_EXTRACTED INFORMATION:_
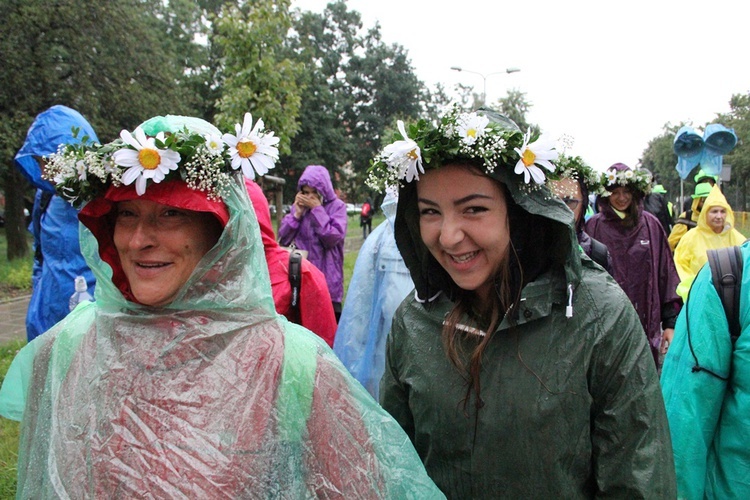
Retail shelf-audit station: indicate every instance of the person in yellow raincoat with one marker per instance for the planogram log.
(715, 229)
(689, 218)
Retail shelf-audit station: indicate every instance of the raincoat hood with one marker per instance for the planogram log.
(537, 201)
(263, 212)
(317, 176)
(715, 199)
(50, 129)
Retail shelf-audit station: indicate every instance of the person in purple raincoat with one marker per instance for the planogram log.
(317, 223)
(641, 259)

_PROBLEM:_ Lay out every line of the records above as a Markdown table with the columns "Row" and "Line," numbering each row and leaving out blank lines and the pictures.

_EXERCISE OUTPUT:_
| Row | Line |
|---|---|
| 1 | Retail shelf-audit station: indicate every instance of the person in yellow raincoat with one marker per instance for the planogram log. |
| 2 | (715, 229) |
| 3 | (689, 218) |
| 4 | Retail shelf-audit station: indicate every instance of the raincoat hood with one marker per instance for the planogram log. |
| 5 | (537, 201) |
| 6 | (263, 212) |
| 7 | (317, 176) |
| 8 | (715, 199) |
| 9 | (50, 129) |
| 10 | Retail shelf-audit station: indicate every instance of the person in purple raincoat with one marker per instance for the planogram log. |
| 11 | (317, 223) |
| 12 | (641, 259) |